Lorsque le salarié en arrêt maladie demande lui-même d’être reconnu inapte...
jeudi 27 juillet 2023 - ◷ 4 min
Par cet arrêt en date du 24 mai 2023, la Cour de cassation tranche la question relative à l’inaptitude, notamment lorsque le salarié est lui-même à l’origine de la demande...
JURISPRUDENCE SOCIALE
A propos de l’arrêt de la Cour de cassation du 24 mai 2023, n° 22-10.517
https://www.courdecassation.fr/decision/646daae9682126d0f8fac944
° DECISION DU JUGE
Il résulte de la combinaison des articles L. 4624-4 et R. 4624-34 du code du travail, dans leur rédaction issue du décret du 27 décembre 2016 que le médecin du travail peut constater l’inaptitude d’un salarié à son poste à l’occasion d’un examen réalisé à la demande de celui-ci, sur le fondement de l’article R. 4624-34, peu important que l’examen médical ait lieu pendant la suspension du contrat de travail.

- **Jeu de données**:

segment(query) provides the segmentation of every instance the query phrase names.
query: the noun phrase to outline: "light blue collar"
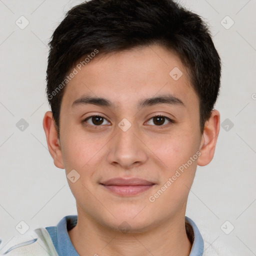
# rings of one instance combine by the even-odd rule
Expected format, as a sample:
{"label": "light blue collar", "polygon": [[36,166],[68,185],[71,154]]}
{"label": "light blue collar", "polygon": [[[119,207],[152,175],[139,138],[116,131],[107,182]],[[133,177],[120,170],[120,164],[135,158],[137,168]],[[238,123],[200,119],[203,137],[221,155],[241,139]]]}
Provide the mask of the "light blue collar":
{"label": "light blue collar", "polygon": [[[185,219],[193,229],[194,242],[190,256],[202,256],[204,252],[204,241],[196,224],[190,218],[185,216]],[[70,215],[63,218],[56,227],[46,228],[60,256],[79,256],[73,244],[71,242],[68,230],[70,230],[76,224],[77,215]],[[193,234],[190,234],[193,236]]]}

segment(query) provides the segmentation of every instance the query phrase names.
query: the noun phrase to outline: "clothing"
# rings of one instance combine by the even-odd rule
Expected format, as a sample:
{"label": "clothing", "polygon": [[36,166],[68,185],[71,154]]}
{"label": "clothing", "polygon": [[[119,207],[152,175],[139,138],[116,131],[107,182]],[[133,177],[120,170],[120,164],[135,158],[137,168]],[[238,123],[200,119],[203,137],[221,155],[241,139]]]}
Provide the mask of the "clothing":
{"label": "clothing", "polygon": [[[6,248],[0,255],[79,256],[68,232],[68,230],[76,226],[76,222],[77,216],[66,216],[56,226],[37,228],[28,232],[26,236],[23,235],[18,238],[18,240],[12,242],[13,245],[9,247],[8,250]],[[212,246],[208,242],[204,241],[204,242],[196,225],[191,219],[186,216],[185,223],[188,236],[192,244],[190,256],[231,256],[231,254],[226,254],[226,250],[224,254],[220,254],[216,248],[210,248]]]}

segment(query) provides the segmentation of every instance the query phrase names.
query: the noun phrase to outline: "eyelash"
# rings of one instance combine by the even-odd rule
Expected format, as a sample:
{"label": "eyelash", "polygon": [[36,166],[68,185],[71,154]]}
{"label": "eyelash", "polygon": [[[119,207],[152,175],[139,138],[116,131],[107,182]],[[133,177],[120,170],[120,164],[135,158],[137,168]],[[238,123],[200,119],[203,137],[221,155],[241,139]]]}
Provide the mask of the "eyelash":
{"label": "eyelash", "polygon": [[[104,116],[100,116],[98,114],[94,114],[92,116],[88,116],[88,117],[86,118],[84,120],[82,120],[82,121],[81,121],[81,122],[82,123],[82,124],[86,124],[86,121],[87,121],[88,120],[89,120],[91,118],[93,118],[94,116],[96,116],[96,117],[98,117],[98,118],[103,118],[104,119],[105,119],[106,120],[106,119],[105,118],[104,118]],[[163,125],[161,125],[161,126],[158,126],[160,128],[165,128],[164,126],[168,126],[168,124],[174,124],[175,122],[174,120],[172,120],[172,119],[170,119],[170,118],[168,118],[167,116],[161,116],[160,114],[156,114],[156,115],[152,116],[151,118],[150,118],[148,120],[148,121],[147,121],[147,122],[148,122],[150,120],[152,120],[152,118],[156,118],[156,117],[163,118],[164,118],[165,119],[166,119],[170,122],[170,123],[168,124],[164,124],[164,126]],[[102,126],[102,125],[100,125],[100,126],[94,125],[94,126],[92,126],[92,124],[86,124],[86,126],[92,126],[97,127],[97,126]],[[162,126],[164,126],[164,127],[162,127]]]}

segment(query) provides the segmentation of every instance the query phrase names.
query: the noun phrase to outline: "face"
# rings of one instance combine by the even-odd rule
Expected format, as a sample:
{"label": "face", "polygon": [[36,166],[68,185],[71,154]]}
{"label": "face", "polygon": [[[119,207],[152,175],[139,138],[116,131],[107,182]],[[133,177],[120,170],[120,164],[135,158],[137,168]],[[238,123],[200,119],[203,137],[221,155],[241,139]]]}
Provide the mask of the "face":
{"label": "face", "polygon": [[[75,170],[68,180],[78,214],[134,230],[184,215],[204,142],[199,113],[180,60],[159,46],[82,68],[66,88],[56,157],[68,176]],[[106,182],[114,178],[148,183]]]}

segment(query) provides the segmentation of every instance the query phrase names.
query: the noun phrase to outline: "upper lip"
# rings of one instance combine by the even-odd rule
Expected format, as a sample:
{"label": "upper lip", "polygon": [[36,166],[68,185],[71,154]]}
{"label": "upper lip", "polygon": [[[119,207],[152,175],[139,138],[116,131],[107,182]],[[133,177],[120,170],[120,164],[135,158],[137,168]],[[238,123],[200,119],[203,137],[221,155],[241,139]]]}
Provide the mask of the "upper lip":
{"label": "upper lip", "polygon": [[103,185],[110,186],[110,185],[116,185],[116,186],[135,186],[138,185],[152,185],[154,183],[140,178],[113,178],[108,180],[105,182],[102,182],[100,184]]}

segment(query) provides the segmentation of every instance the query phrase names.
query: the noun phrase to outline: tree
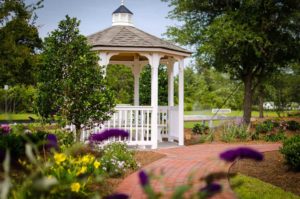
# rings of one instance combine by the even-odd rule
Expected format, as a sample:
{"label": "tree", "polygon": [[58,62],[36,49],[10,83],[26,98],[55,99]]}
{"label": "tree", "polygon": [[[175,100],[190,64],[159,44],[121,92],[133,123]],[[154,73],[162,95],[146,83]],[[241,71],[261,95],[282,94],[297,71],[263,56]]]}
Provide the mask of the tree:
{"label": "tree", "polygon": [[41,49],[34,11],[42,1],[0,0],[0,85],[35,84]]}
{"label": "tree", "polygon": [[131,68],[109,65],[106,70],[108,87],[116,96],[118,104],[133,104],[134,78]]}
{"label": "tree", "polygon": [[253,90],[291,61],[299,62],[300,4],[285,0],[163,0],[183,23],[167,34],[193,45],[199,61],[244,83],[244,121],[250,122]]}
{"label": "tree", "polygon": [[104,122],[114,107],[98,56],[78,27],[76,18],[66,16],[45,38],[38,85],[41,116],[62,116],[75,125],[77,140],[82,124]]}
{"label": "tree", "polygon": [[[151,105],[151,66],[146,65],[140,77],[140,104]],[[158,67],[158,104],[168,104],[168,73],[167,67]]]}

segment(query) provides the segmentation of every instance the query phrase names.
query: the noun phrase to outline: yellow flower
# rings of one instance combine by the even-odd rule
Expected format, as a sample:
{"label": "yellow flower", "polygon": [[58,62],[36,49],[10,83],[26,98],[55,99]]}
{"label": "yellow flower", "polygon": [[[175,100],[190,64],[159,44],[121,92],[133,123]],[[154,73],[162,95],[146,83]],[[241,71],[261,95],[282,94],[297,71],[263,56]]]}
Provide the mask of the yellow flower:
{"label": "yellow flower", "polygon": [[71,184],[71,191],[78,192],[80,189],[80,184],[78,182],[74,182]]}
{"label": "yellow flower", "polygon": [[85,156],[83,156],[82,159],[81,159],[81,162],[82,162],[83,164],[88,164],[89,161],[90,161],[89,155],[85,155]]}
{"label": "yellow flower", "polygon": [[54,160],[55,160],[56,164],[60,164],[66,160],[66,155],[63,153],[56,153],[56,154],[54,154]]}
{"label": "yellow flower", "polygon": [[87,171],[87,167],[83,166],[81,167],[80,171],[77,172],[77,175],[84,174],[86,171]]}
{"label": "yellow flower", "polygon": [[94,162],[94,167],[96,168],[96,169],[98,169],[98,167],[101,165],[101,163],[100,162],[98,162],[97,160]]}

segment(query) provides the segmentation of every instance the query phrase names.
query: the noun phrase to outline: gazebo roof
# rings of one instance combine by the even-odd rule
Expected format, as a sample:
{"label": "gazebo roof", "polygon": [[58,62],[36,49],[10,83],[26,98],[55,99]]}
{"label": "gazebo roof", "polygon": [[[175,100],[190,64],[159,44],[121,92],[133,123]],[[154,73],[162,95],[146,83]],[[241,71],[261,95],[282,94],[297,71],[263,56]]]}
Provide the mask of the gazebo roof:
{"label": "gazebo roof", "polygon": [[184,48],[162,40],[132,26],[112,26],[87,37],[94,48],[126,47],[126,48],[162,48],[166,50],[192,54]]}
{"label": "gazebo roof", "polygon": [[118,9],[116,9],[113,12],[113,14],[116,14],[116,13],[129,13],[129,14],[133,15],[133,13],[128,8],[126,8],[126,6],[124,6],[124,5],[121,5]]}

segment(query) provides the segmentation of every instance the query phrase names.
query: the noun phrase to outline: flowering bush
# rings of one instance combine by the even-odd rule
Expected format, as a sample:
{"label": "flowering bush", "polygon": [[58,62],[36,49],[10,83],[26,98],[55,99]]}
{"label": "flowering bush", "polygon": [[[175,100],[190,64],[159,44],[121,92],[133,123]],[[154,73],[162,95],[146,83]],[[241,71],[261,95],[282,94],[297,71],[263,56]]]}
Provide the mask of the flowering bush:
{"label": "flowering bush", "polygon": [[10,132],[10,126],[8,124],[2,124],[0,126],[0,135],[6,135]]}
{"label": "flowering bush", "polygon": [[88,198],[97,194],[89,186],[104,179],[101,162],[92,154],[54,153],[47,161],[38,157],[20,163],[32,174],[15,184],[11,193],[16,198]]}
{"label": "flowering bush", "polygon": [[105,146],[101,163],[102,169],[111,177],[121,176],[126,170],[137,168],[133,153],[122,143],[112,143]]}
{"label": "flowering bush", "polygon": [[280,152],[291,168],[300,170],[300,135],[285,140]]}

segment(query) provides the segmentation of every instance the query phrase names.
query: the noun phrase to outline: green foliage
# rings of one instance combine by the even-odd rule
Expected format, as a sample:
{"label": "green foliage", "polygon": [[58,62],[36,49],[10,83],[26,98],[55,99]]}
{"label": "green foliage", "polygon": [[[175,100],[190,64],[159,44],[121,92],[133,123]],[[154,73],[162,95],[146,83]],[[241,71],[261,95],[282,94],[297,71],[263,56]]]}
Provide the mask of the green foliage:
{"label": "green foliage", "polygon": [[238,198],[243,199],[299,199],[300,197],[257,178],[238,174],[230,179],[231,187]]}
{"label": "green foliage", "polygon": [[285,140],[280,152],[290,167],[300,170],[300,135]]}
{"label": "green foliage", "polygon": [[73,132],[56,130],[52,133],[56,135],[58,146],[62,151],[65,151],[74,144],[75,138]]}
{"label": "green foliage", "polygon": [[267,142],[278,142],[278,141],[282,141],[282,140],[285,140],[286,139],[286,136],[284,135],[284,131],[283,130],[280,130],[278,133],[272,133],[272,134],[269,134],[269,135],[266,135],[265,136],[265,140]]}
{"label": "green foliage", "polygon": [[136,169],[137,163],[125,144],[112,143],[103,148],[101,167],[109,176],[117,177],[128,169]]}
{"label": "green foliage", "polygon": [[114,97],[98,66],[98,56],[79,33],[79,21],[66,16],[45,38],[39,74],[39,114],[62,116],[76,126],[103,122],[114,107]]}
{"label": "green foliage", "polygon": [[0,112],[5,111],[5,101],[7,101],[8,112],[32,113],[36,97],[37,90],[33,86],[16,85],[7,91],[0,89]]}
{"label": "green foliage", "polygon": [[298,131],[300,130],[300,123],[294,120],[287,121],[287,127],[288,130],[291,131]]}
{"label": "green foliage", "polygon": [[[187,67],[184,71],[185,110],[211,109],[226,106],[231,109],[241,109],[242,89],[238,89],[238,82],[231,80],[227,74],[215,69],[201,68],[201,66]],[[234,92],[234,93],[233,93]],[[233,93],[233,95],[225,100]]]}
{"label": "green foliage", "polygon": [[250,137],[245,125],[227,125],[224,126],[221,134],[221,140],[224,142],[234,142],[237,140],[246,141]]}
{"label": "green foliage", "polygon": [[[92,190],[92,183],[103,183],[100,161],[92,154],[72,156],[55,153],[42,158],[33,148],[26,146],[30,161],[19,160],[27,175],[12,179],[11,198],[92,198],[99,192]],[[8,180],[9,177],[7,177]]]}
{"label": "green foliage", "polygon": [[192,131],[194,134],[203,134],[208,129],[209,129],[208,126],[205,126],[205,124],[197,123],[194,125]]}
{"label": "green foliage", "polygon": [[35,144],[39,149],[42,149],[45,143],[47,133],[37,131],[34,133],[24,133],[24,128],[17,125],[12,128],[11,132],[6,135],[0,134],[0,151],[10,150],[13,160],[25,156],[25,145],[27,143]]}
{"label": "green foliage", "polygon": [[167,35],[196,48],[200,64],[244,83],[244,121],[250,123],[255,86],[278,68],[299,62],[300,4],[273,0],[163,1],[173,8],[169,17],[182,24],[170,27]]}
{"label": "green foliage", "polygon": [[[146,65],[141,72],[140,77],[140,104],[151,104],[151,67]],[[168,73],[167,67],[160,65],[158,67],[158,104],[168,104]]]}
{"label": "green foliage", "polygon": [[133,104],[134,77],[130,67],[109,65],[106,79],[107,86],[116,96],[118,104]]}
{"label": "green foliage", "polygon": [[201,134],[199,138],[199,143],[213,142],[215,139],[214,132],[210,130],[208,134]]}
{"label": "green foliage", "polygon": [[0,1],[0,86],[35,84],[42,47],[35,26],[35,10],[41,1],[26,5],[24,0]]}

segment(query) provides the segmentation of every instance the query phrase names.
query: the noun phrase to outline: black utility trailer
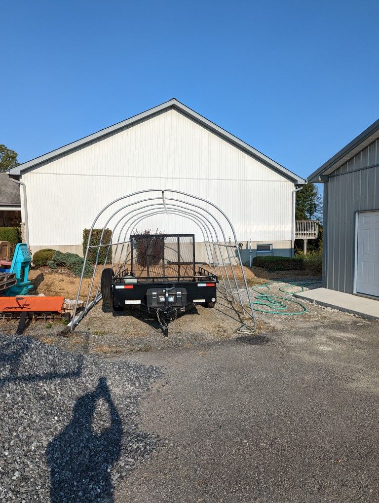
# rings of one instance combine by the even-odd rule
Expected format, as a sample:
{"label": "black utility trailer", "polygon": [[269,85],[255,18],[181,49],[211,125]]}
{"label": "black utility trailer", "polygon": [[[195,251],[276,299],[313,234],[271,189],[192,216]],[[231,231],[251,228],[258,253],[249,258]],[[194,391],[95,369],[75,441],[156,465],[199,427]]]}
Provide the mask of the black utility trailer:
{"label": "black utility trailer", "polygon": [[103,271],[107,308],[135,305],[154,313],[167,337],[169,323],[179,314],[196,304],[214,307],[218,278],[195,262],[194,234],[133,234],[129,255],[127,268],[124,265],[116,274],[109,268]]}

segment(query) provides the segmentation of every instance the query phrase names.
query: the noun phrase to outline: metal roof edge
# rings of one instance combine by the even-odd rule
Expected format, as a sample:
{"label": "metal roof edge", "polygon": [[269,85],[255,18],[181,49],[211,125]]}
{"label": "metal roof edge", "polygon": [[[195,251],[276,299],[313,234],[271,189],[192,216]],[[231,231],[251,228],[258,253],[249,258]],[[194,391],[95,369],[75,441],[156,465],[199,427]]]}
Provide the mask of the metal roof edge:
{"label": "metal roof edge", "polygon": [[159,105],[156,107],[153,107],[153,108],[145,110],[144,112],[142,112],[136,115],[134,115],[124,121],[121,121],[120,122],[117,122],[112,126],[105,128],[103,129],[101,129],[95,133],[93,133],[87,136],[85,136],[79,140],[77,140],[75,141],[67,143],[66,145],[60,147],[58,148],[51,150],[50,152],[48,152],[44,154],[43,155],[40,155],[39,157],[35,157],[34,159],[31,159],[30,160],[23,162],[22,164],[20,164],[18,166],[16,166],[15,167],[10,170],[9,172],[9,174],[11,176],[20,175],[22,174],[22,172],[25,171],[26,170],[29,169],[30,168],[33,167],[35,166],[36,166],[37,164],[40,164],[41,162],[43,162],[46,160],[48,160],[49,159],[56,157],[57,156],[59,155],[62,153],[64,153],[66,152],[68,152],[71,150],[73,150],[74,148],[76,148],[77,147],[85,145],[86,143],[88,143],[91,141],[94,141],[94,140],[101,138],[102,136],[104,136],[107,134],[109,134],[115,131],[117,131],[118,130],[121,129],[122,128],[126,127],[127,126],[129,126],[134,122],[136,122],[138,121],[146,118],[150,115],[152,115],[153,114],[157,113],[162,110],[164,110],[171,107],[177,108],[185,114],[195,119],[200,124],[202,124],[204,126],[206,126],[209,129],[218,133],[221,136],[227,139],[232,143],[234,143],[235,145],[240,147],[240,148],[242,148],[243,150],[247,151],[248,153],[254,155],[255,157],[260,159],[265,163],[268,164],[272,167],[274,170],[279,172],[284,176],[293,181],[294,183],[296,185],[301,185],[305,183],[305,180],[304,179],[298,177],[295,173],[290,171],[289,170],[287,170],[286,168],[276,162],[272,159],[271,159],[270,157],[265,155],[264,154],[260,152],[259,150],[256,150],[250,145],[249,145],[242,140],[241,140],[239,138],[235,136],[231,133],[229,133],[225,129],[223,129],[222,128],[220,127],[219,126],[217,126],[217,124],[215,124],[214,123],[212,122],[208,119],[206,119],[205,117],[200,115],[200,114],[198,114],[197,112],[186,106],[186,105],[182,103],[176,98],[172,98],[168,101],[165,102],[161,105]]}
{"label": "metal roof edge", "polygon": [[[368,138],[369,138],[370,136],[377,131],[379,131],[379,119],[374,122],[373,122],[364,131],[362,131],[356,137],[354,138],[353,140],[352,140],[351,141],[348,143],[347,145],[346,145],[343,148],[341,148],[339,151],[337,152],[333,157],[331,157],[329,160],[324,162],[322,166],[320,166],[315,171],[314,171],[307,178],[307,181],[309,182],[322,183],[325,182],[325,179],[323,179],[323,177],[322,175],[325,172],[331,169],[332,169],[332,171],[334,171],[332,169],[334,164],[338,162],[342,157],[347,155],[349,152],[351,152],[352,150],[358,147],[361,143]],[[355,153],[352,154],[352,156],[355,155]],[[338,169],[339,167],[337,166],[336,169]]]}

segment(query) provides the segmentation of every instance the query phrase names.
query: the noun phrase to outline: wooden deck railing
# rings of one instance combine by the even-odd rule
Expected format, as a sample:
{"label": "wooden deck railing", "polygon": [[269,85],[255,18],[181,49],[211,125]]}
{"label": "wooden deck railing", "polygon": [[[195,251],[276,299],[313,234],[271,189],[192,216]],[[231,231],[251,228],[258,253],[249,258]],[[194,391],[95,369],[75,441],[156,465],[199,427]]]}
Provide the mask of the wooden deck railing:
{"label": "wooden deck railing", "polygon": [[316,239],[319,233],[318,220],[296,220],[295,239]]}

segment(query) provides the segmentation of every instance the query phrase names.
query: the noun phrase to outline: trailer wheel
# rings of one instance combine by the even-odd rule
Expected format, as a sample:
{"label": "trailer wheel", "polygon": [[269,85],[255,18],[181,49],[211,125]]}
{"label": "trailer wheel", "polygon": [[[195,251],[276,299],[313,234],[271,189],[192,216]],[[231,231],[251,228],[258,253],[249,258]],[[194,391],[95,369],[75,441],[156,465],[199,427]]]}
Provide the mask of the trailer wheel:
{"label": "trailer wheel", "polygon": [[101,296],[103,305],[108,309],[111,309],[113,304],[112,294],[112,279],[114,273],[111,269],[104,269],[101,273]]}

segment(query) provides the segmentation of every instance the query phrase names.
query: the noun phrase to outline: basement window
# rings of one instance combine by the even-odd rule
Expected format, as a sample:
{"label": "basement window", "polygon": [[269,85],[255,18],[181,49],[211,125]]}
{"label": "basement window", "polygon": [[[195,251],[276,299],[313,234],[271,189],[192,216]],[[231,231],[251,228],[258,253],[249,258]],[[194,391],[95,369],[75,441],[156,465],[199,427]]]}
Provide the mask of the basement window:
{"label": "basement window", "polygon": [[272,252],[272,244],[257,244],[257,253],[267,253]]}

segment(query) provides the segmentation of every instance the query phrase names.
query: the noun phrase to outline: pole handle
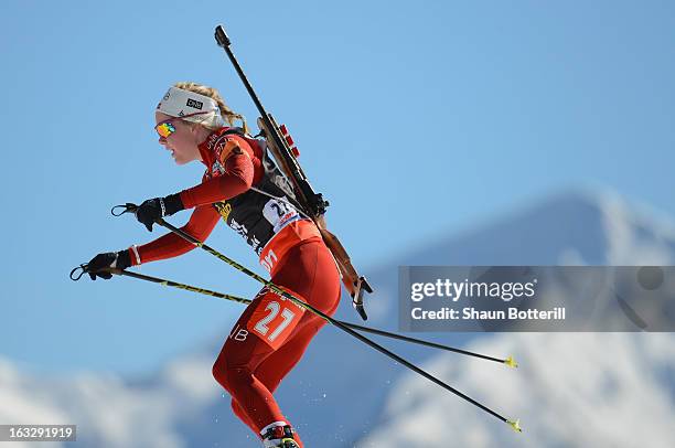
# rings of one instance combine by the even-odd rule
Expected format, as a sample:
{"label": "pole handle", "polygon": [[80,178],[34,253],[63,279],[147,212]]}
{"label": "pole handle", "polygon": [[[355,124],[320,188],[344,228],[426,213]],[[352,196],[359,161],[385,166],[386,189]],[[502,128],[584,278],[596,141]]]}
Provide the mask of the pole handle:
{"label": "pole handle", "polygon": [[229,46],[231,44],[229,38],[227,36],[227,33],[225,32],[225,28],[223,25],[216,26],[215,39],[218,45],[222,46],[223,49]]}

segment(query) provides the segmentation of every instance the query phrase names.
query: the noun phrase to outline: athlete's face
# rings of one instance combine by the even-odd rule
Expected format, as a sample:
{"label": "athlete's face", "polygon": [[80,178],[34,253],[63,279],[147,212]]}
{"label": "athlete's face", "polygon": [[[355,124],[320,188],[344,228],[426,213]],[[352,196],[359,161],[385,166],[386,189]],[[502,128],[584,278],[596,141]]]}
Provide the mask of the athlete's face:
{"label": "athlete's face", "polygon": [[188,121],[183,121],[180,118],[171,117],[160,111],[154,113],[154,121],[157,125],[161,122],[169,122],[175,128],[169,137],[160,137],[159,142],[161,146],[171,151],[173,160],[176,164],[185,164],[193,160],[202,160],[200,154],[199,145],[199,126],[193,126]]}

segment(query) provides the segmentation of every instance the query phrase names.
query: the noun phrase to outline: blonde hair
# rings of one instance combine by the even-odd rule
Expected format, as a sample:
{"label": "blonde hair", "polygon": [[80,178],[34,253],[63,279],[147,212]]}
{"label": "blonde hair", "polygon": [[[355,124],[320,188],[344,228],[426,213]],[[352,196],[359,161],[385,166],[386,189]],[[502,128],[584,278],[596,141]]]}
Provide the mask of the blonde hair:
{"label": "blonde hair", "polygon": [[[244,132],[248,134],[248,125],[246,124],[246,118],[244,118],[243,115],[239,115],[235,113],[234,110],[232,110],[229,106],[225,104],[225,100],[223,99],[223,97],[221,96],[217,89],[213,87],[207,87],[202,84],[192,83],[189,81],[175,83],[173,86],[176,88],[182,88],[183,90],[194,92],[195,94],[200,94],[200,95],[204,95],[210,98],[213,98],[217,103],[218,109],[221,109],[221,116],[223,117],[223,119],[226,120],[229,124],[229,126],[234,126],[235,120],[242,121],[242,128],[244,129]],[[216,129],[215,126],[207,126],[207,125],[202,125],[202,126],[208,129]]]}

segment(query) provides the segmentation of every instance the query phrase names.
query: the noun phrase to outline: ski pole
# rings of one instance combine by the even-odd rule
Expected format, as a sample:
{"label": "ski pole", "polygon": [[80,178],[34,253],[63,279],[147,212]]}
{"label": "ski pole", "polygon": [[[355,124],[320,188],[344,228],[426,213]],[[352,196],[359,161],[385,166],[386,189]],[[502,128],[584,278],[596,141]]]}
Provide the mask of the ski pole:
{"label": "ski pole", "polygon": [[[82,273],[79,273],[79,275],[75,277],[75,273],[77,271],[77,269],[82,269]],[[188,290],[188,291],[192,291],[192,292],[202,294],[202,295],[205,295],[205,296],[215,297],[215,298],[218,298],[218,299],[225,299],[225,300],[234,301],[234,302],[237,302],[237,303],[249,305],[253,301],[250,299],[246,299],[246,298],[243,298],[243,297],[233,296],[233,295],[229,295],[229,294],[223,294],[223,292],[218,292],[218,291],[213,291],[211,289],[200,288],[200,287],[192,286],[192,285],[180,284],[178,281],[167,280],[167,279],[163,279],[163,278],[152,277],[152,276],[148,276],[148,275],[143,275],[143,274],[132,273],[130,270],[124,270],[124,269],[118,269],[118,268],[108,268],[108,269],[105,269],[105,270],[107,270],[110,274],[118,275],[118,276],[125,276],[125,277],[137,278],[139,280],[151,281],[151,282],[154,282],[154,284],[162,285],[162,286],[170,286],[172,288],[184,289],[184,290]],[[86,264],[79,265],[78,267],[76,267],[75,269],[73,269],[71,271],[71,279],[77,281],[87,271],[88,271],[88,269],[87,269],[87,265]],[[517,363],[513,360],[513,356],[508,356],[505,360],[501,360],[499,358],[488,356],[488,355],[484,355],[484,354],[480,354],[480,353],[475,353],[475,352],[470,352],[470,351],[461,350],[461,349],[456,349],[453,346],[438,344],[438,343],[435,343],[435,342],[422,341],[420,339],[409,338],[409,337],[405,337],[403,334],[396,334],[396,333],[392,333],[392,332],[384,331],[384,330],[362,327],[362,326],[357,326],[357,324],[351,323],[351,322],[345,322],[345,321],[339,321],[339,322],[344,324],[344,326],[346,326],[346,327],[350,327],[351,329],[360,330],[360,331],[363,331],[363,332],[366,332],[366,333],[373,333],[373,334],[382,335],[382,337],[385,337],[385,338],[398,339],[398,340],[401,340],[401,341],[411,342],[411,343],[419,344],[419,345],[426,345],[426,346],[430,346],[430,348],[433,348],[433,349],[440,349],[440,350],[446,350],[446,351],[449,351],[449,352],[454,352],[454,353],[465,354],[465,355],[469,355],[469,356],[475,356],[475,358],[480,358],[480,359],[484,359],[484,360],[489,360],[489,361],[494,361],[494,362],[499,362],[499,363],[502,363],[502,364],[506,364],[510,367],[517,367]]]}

- **Questions**:
1) D'après l'extrait, à quelle date la Cour de cassation a-t-elle rendu l'arrêt n° 22-10.517 ?
2) Selon l'extrait, sur quel fondement le médecin du travail peut-il constater l'inaptitude d'un salarié lors d'un examen demandé par celui-ci ?
3) Recopiez le passage de l'extrait allant de « Lorsque le salarié en » à « contrat de travail. ».
Les items du jeu de données n'ont aucun lien avec l'extrait.

- **Corrigé**:
1) Le 24 mai 2023.

2) Cette possibilité résulte de la combinaison des articles L. 4624-4 et R. 4624-34 du code du travail, dans leur rédaction issue du décret du 27 décembre 2016. L'examen est réalisé sur le fondement de l'article R. 4624-34, peu important qu'il ait lieu pendant la suspension du contrat de travail.

3)
Lorsque le salarié en arrêt maladie demande lui-même d’être reconnu inapte...
jeudi 27 juillet 2023 - ◷ 4 min
Par cet arrêt en date du 24 mai 2023, la Cour de cassation tranche la question relative à l’inaptitude, notamment lorsque le salarié est lui-même à l’origine de la demande...
JURISPRUDENCE SOCIALE
A propos de l’arrêt de la Cour de cassation du 24 mai 2023, n° 22-10.517
https://www.courdecassation.fr/decision/646daae9682126d0f8fac944
° DECISION DU JUGE
Il résulte de la combinaison des articles L. 4624-4 et R. 4624-34 du code du travail, dans leur rédaction issue du décret du 27 décembre 2016 que le médecin du travail peut constater l’inaptitude d’un salarié à son poste à l’occasion d’un examen réalisé à la demande de celui-ci, sur le fondement de l’article R. 4624-34, peu important que l’examen médical ait lieu pendant la suspension du contrat de travail.